══ RECORDS TO USE ══

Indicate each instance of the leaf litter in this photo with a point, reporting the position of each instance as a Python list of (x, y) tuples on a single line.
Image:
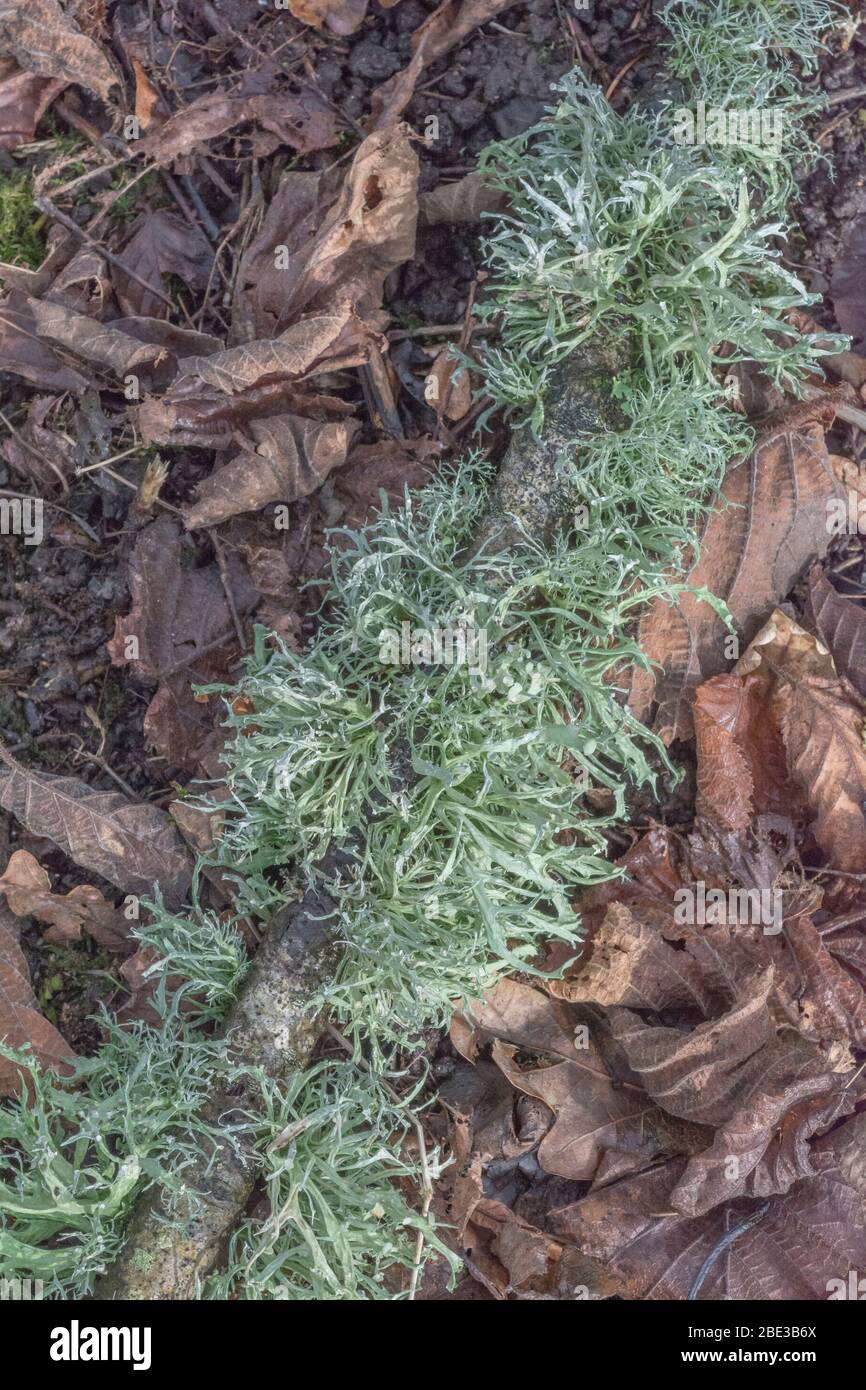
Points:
[(612, 1122)]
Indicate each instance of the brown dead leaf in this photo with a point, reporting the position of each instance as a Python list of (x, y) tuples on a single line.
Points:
[(171, 634), (741, 758), (160, 243), (751, 553), (299, 120), (27, 355), (848, 278), (217, 395), (808, 1237), (28, 893), (441, 31), (148, 100), (591, 1114), (46, 41), (49, 460), (132, 845), (448, 388), (331, 238), (21, 1023), (24, 99), (841, 627), (820, 720), (292, 458)]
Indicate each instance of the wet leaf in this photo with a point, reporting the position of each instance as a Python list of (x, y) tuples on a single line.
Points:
[(21, 1023), (28, 893), (160, 243), (752, 552), (132, 845), (24, 99), (45, 39), (820, 722), (841, 627), (292, 458), (331, 238)]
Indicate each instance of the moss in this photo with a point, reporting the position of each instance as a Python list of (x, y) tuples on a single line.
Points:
[(21, 242)]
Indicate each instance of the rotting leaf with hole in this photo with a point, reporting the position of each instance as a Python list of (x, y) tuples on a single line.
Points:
[(752, 551), (841, 627), (132, 845), (330, 238), (21, 1023)]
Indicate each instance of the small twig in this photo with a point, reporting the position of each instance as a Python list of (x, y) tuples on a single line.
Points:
[(46, 206), (227, 590), (723, 1244)]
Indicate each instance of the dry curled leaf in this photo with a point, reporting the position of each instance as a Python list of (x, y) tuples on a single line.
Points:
[(292, 458), (300, 120), (132, 845), (24, 99), (173, 634), (331, 238), (45, 39), (160, 243), (21, 1023), (752, 551), (820, 722), (28, 893)]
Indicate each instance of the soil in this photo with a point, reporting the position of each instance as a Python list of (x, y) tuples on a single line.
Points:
[(63, 706)]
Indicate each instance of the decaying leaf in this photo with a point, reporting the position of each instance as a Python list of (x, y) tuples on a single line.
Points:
[(331, 238), (820, 722), (848, 277), (27, 355), (292, 458), (24, 99), (159, 245), (45, 39), (591, 1114), (769, 527), (131, 845), (28, 893), (300, 120), (841, 627), (21, 1023), (178, 631)]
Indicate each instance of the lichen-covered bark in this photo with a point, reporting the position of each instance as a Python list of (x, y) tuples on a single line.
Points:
[(270, 1025)]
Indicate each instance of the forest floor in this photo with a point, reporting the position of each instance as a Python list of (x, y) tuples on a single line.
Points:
[(153, 217)]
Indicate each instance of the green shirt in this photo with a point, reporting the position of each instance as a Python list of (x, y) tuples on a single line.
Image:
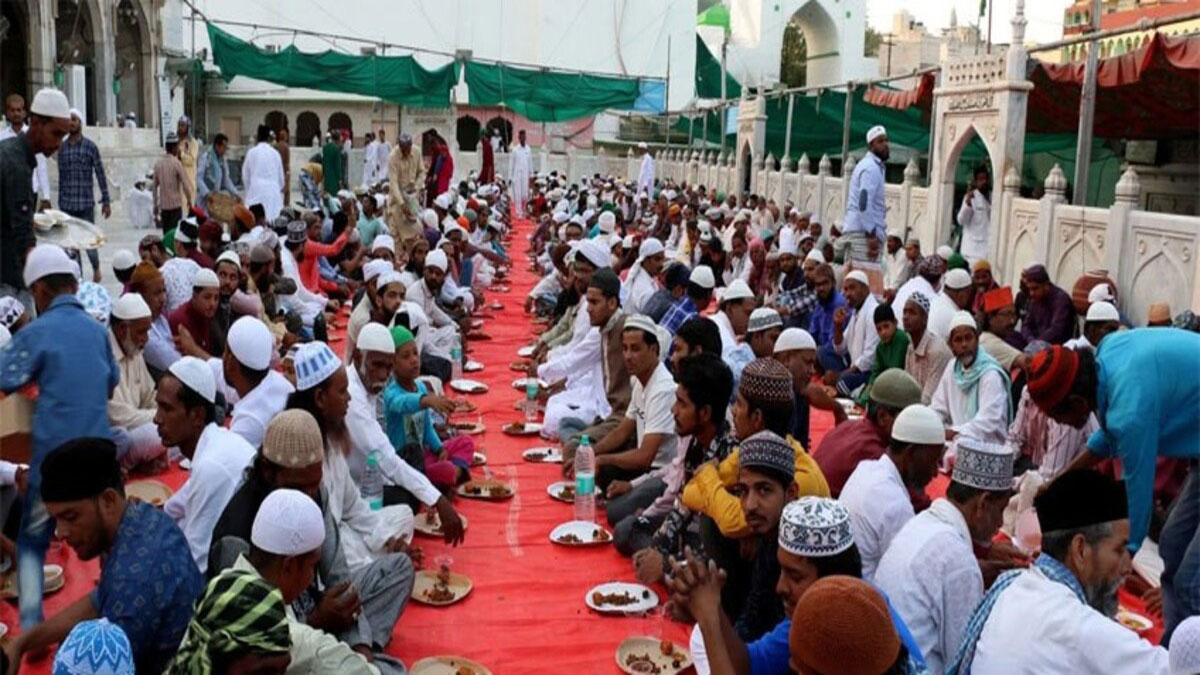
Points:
[(887, 354)]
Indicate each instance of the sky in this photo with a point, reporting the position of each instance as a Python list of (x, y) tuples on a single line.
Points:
[(1043, 17)]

═══

* **WHAT IS ASKED**
Reproduce every item above word for word, omitting the pictures from your copy.

* **REPLY TO THE EXERCISE**
Indicate each instance of the leaf litter in this photo with a point, reporting the position of each instance as a Python list of (x, y) tuples on a single line.
Image:
Points:
[(612, 1122)]
Indicate each instance of the brown dead leaf in this photo with a point, reporting the position of each instance as a Python list of (x, y) tuples on a single line.
Points:
[(171, 634), (741, 758), (160, 243), (751, 553), (299, 120), (27, 355), (848, 278), (217, 395), (808, 1237), (28, 893), (441, 31), (148, 100), (591, 1114), (46, 41), (49, 460), (132, 845), (448, 388), (331, 238), (21, 1023), (24, 99), (841, 627), (820, 720), (292, 458)]
Indicate each instance of the wet leaf in this photo with a point, reporting the position of each instance as a Python list of (x, y) tuples on a single line.
Points:
[(21, 1023), (28, 893), (160, 243), (752, 552), (132, 845), (24, 99), (45, 39), (820, 722), (841, 627), (292, 458), (331, 238)]
Indicate each instance of the moss in this photo with a point, reporting the position of each instance as a Python list of (x, y) tuples on a single line.
Points:
[(21, 242)]
Indicate each instance of the rotting leaf with hole in this photo with a point, reporting the position of each instance as a Python list of (x, y) tuples on a single line.
Points:
[(752, 551), (841, 627), (132, 845), (330, 238), (21, 1023)]
Indicate each instance of the small twig in this photo with a point, reporting the position of each instance as a Python list of (x, y) tuples on a single line.
Points:
[(46, 206), (227, 590), (723, 1244)]
Indicate each instance of the dry curled leaf in this photo with a point, reporting the position of each instance as a Python list of (x, y) tuples on a single line.
Points:
[(292, 458), (300, 120), (132, 845), (24, 99), (173, 634), (331, 238), (45, 39), (160, 243), (21, 1023), (752, 551), (820, 722), (28, 893)]
Indicate each instance of the soil in this photo with a point, reporting the position of each instance as a Python list of (x, y) tuples on a single line.
Points:
[(63, 706)]
Indicate each instance of the decaying leaf in this photo with a point, reporting the position of each instance as a Python list of (x, y) tuples on a single line.
Points:
[(331, 238), (820, 722), (848, 277), (27, 355), (292, 458), (24, 99), (159, 245), (45, 39), (591, 1114), (769, 527), (131, 845), (28, 893), (300, 120), (841, 627), (21, 1023), (178, 631)]
Indicate each instance of the lichen-covered bark in this photo with a point, reporting the position of each instance as a Python list of (x, y) tuples on a single line.
Points:
[(270, 1025)]
Indicate each instance of the forest floor in this photo with a point, reporting the position of each instance as a Python list of (x, y) tuples on a single line.
Points:
[(153, 217)]
Indicate each instance of the green shirt in this photo with a point, reporting the position of each instance as a Python list of (x, y) tuples on a single line.
Image:
Points:
[(887, 354)]
Indicate each instance of the sky in this photo with a point, reporting the position of each instance as a Python list of (x, y) tuples on a single line.
Points:
[(1043, 17)]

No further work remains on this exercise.